Task instructions: Every record below should be retyped exactly, and no picture should appear in the copy.

(Records for this task begins)

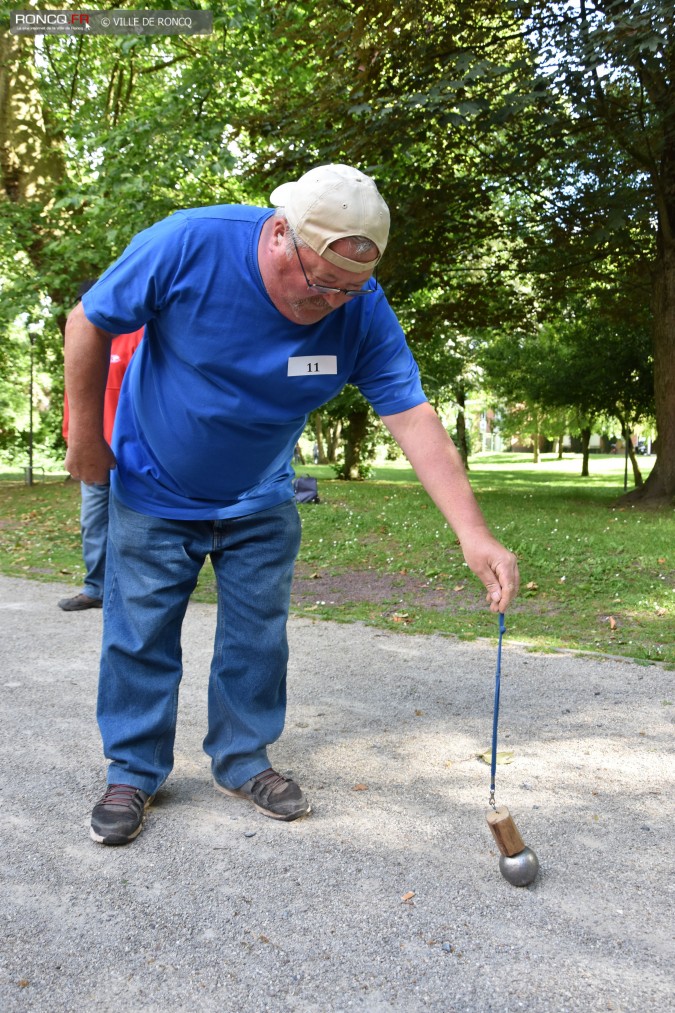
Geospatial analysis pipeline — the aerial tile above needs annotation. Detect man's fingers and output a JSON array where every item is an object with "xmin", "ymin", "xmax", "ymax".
[
  {"xmin": 460, "ymin": 539, "xmax": 520, "ymax": 613},
  {"xmin": 65, "ymin": 441, "xmax": 116, "ymax": 485},
  {"xmin": 481, "ymin": 560, "xmax": 519, "ymax": 613}
]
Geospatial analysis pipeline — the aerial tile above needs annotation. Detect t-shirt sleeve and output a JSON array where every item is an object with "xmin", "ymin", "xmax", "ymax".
[
  {"xmin": 81, "ymin": 215, "xmax": 187, "ymax": 333},
  {"xmin": 349, "ymin": 294, "xmax": 427, "ymax": 416}
]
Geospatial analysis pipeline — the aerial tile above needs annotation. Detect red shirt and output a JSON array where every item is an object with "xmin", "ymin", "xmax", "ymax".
[{"xmin": 63, "ymin": 329, "xmax": 143, "ymax": 445}]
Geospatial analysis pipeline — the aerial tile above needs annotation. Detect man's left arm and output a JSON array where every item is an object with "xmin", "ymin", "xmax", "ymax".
[{"xmin": 381, "ymin": 401, "xmax": 519, "ymax": 613}]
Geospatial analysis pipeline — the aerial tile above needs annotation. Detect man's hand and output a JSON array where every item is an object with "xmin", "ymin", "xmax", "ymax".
[
  {"xmin": 381, "ymin": 404, "xmax": 520, "ymax": 613},
  {"xmin": 460, "ymin": 534, "xmax": 520, "ymax": 613},
  {"xmin": 65, "ymin": 437, "xmax": 116, "ymax": 486}
]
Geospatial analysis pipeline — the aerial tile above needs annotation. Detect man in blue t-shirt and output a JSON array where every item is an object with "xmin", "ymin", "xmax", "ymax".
[{"xmin": 64, "ymin": 164, "xmax": 519, "ymax": 846}]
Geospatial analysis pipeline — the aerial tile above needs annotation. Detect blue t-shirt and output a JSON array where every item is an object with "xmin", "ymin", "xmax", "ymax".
[{"xmin": 82, "ymin": 205, "xmax": 426, "ymax": 519}]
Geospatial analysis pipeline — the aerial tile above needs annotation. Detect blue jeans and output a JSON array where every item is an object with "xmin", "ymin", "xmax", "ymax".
[
  {"xmin": 98, "ymin": 494, "xmax": 302, "ymax": 795},
  {"xmin": 80, "ymin": 481, "xmax": 110, "ymax": 600}
]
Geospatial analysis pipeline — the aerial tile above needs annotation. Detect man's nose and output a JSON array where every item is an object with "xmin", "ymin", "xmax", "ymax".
[{"xmin": 322, "ymin": 291, "xmax": 350, "ymax": 310}]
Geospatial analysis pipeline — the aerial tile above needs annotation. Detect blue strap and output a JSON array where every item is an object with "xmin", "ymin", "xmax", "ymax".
[{"xmin": 490, "ymin": 612, "xmax": 506, "ymax": 803}]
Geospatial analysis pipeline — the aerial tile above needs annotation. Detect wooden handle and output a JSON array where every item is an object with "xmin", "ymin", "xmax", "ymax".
[{"xmin": 486, "ymin": 805, "xmax": 526, "ymax": 857}]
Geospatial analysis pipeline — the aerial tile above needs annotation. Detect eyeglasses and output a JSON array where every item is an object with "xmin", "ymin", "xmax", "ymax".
[{"xmin": 291, "ymin": 234, "xmax": 377, "ymax": 298}]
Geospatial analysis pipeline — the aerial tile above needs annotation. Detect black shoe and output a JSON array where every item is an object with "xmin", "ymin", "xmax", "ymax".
[
  {"xmin": 214, "ymin": 768, "xmax": 311, "ymax": 822},
  {"xmin": 58, "ymin": 593, "xmax": 103, "ymax": 612},
  {"xmin": 90, "ymin": 784, "xmax": 153, "ymax": 845}
]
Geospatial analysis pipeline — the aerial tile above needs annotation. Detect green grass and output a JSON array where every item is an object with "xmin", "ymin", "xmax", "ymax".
[
  {"xmin": 287, "ymin": 454, "xmax": 674, "ymax": 664},
  {"xmin": 1, "ymin": 454, "xmax": 673, "ymax": 665}
]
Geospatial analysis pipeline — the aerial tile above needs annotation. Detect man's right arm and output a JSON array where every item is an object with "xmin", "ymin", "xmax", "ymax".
[{"xmin": 64, "ymin": 301, "xmax": 117, "ymax": 484}]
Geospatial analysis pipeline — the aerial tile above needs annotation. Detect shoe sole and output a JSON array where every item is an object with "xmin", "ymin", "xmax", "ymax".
[
  {"xmin": 59, "ymin": 602, "xmax": 103, "ymax": 611},
  {"xmin": 213, "ymin": 780, "xmax": 311, "ymax": 822},
  {"xmin": 90, "ymin": 794, "xmax": 155, "ymax": 846}
]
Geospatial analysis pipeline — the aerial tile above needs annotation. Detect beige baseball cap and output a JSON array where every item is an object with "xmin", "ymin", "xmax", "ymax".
[{"xmin": 270, "ymin": 164, "xmax": 390, "ymax": 273}]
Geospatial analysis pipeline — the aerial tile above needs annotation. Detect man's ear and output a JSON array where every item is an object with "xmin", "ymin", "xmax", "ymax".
[{"xmin": 271, "ymin": 215, "xmax": 287, "ymax": 243}]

(Records for this task ends)

Finished task:
Geospatial analysis pipeline — the aerial tile above needs annotation. Detect man's fingers and output a JSON array where every item is an object with "xmin", "ymin", "xmax", "ymax".
[
  {"xmin": 460, "ymin": 539, "xmax": 520, "ymax": 613},
  {"xmin": 65, "ymin": 441, "xmax": 116, "ymax": 485},
  {"xmin": 481, "ymin": 560, "xmax": 519, "ymax": 613}
]
Geospatial analysis pipeline — the aerial tile above needs annotation. Detect t-shirt sleeve and output a JSON array where every item is an object with "xmin", "ymin", "xmax", "ymax".
[
  {"xmin": 81, "ymin": 215, "xmax": 187, "ymax": 333},
  {"xmin": 349, "ymin": 294, "xmax": 427, "ymax": 416}
]
Geospatial analysis pipeline — the aerial tile above needs annotation. Detect red shirt and output a JSON array where every item is an object with "xmin", "ymin", "xmax", "ymax".
[{"xmin": 63, "ymin": 329, "xmax": 143, "ymax": 445}]
Geospatial analysis pipeline — the aerial tile above needs annotation. Detect man's left arm and output a JSON array where every item is an object with "xmin", "ymin", "xmax", "ymax".
[{"xmin": 381, "ymin": 401, "xmax": 519, "ymax": 613}]
Geospatial analysis pipeline — the aerial tile above needs annotation. Detect man's hand and output a JSON array where every item is an object with "xmin", "ymin", "xmax", "ymax".
[
  {"xmin": 381, "ymin": 404, "xmax": 520, "ymax": 613},
  {"xmin": 460, "ymin": 534, "xmax": 520, "ymax": 613},
  {"xmin": 65, "ymin": 437, "xmax": 116, "ymax": 486}
]
Geospatial analysis pipeline — the aerial tile above needs annotation. Detect man in blue t-shirt and output a JSON array where every item is an object with "xmin", "ymin", "xmax", "ymax".
[{"xmin": 64, "ymin": 164, "xmax": 519, "ymax": 846}]
Geospatial analysis pipeline — the aerial tile above needs annotation. Detect blue t-shirt and output a JSON array where every item is an object with "xmin", "ymin", "xmax", "ymax".
[{"xmin": 82, "ymin": 205, "xmax": 426, "ymax": 519}]
Geospatial analysis pipeline — the aerial tile above needs annotation. Detect blue jeans and output a JSON array where every item is an object with "xmin", "ymin", "xmax", "ymax".
[
  {"xmin": 98, "ymin": 494, "xmax": 302, "ymax": 795},
  {"xmin": 80, "ymin": 481, "xmax": 110, "ymax": 600}
]
Geospatial analysis pipeline — the aerial tile above needs annotation. Detect man's nose and output a JSON array where every item is an object with "xmin", "ymin", "xmax", "ymax".
[{"xmin": 322, "ymin": 291, "xmax": 350, "ymax": 310}]
Geospatial analysis pipeline — the aerial tile above needs annotation. Detect blue strap and output a JSON array where every item is an object with "xmin", "ymin", "xmax", "ymax".
[{"xmin": 490, "ymin": 612, "xmax": 506, "ymax": 803}]
Geospatial analysis pipeline — the aerial tile above needs annotation. Detect wooden handle and output a JSON array where every item is an object with "xmin", "ymin", "xmax", "ymax".
[{"xmin": 486, "ymin": 805, "xmax": 526, "ymax": 857}]
Geospatial analysis pipeline — the aerial tile above needs annotation. Detect eyeglasses and output a JSON array where every item is an object with "xmin", "ymin", "xmax", "ymax".
[{"xmin": 291, "ymin": 234, "xmax": 377, "ymax": 298}]
Geospatial analysis pipeline — the aerial tile above needs annotation. Detect black shoe and output a JSON array where every item is an object with "xmin", "ymin", "xmax", "ymax".
[
  {"xmin": 214, "ymin": 768, "xmax": 311, "ymax": 822},
  {"xmin": 58, "ymin": 593, "xmax": 103, "ymax": 612},
  {"xmin": 90, "ymin": 784, "xmax": 153, "ymax": 845}
]
Geospatial analysis pipeline — the aerial tile above needs annotation. Detect green grass and output a JSON array where every item is an object with "xmin", "ymin", "xmax", "ymax".
[
  {"xmin": 287, "ymin": 454, "xmax": 674, "ymax": 664},
  {"xmin": 1, "ymin": 454, "xmax": 673, "ymax": 665}
]
Geospatial analysis pipeline — the aerial tile above needs annotation. Detect man's right arm and output a JSON array where every item is an object with "xmin", "ymin", "xmax", "ymax".
[{"xmin": 64, "ymin": 301, "xmax": 117, "ymax": 484}]
Geospatial analysis pipeline — the aerial tile above needs annotation. Detect shoe sole and output a JSON array where every item is an object with "xmin", "ymin", "xmax", "ymax".
[
  {"xmin": 59, "ymin": 602, "xmax": 103, "ymax": 611},
  {"xmin": 213, "ymin": 780, "xmax": 311, "ymax": 822},
  {"xmin": 90, "ymin": 794, "xmax": 155, "ymax": 846}
]
Geospatial analysis pipeline — the aerial tile above needs annotation. Detect beige baseball cap and output a JSON array where every item is an object with "xmin", "ymin", "xmax", "ymax".
[{"xmin": 270, "ymin": 164, "xmax": 390, "ymax": 273}]
Geospatial analysis pipeline — the aerial tile above needs annotation. Detect man's ear and output a JSON array where every item is an object with "xmin", "ymin", "xmax", "ymax".
[{"xmin": 271, "ymin": 215, "xmax": 287, "ymax": 243}]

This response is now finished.